Deviled Duck and Chicken Eggs

Deviled Duck and Chicken Eggs

INGREDIENTS

  • 3 duck eggs
  • 1/8 cup mayo
  • 1/8 cup caramelized onions
  • 1 teaspoon dijon mustard
  • salt and pepper to taste
  • herbs and paprika to garnish


  • 3 chicken eggs
  • 1/8 cup mayo
  • 1/8 cup caramelized onions
  • 1 teaspoon dijon mustard
  • salt and pepper to taste
  • herbs and paprika to garnish


INSTRUCTIONS

  • Hard boil the duck and chicken eggs.
  • Start them in cold water, over high heat until boiling, let simmer 2 minutes and then turn off.
  • After about 6 minutes, drain and rinse in cold water and ice.
  • When cool enough to handle, crack and gently peel the eggs.

Phrase grounding data:
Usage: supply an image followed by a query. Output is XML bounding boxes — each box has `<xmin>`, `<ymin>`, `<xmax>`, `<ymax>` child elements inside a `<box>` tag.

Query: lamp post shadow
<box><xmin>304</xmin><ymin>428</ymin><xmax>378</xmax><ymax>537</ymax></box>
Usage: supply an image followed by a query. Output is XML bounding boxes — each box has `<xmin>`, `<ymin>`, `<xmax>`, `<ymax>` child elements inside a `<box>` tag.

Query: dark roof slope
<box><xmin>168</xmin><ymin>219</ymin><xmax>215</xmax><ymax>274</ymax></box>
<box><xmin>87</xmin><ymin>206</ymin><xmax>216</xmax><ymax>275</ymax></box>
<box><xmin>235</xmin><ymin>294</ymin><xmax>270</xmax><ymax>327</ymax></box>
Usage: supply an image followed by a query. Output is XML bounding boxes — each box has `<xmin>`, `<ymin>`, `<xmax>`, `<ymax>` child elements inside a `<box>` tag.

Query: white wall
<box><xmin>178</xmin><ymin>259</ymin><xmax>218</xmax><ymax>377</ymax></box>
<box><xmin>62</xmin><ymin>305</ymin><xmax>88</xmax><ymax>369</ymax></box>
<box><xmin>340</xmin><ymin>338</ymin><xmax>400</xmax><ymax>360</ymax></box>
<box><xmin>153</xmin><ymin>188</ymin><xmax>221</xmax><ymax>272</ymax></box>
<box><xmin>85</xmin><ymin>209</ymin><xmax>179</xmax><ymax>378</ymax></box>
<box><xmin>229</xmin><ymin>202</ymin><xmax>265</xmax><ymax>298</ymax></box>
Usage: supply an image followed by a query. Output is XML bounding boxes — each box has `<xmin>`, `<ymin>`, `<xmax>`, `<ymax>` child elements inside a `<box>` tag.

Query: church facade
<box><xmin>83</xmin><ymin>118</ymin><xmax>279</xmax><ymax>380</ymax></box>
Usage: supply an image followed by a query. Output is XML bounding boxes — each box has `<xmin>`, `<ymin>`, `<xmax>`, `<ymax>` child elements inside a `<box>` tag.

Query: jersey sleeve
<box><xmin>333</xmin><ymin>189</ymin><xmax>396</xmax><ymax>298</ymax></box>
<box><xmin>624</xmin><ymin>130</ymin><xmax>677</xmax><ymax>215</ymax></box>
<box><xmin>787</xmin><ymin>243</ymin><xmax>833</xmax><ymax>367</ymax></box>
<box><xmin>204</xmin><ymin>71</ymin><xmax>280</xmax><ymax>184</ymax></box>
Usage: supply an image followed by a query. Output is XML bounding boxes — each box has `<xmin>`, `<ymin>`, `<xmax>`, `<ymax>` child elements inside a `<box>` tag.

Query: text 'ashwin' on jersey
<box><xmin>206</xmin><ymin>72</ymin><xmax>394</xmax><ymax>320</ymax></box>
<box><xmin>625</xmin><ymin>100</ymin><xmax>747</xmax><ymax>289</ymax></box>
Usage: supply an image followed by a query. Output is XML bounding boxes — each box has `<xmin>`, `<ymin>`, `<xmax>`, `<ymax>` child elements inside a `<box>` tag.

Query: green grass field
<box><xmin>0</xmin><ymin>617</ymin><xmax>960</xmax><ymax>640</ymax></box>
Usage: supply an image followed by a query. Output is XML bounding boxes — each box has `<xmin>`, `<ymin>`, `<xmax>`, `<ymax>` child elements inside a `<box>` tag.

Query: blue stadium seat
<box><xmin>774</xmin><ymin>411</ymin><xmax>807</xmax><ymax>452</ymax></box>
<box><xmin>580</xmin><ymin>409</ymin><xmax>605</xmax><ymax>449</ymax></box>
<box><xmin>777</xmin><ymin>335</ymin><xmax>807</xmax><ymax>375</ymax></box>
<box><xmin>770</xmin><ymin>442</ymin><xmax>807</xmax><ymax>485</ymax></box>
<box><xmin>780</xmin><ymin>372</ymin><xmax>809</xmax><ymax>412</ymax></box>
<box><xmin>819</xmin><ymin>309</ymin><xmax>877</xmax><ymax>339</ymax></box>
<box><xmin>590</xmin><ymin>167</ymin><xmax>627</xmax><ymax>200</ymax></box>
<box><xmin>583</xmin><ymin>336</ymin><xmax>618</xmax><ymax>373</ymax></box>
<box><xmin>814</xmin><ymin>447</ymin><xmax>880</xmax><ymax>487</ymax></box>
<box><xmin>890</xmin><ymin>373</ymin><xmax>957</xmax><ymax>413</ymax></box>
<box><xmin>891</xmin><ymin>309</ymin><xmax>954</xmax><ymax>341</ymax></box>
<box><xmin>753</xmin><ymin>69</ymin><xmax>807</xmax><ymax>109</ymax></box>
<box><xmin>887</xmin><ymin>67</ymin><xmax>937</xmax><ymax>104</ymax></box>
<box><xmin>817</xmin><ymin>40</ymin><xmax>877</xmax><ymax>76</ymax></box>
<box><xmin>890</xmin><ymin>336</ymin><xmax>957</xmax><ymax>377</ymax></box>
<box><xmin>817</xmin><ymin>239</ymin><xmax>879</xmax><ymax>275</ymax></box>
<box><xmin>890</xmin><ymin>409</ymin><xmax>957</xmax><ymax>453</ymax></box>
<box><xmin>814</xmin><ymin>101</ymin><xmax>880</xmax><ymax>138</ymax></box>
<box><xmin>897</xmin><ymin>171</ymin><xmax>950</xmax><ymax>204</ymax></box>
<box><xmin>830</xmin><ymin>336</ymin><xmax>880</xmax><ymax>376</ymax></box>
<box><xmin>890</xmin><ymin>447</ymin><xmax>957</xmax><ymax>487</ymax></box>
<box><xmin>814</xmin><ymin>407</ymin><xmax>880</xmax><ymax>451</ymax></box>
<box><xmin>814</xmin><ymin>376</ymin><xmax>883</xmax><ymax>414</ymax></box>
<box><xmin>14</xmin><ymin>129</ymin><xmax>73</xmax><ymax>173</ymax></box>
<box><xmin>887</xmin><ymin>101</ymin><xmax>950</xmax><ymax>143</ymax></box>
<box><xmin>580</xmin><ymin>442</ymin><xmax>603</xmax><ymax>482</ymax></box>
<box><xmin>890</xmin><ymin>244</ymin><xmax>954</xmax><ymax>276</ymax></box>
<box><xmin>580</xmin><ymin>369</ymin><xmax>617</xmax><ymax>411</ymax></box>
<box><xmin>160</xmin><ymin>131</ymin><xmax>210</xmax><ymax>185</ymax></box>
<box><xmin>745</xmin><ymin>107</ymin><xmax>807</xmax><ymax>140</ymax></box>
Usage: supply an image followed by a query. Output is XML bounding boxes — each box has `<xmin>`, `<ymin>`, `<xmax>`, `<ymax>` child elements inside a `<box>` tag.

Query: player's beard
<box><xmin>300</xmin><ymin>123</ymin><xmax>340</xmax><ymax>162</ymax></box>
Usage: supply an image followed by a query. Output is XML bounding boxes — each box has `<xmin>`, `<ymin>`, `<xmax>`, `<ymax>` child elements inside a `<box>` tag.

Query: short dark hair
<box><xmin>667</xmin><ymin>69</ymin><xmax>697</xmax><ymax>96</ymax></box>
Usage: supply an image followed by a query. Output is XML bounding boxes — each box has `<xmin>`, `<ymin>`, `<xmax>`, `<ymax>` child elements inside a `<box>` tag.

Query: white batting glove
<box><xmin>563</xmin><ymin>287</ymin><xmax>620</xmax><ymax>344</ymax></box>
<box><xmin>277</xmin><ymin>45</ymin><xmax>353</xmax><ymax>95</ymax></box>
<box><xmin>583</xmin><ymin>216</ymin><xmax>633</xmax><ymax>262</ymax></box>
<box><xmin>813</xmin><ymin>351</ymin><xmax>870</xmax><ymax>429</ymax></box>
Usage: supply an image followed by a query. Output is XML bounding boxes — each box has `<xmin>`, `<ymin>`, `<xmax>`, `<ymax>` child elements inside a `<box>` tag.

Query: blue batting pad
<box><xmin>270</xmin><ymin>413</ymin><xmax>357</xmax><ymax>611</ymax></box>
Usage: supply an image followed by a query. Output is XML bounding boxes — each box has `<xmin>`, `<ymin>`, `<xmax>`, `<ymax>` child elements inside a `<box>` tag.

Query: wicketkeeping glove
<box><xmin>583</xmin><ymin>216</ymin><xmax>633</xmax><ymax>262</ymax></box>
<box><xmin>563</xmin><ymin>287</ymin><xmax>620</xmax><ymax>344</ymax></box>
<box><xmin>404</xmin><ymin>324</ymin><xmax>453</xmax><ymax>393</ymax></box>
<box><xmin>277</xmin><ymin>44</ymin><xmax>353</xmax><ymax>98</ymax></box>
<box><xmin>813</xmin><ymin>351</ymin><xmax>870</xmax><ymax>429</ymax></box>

List of tasks:
#1 According to the deviled egg recipe, how long should the eggs simmer before the heat is turned off?
#2 Continue the deviled egg recipe from its last step.
The records have nothing to do with what comes next.

Replies:
#1 2 minutes

#2
  • Cut each egg in half

Note:  I prefer to mix the yolks in separate bowls, but you can combine and make one big batch

  • Pop the yolks out into a bowl and mash with the mayo, onions, mustard and season to taste with salt and pepper.
  • Scoop the filling back into the egg whites,
  • Garnish with herbs and paprika


Estimated nutrition per serving (2 egg halves):

Duck egg- Calories: 246, Carbohydrates: 1g, Protein: 10 g, Fat: 21g,

Chicken egg- Calories: 207, Carbohydrates: 1g, Protein: 9 g, Fat: 20g,


Enjoy!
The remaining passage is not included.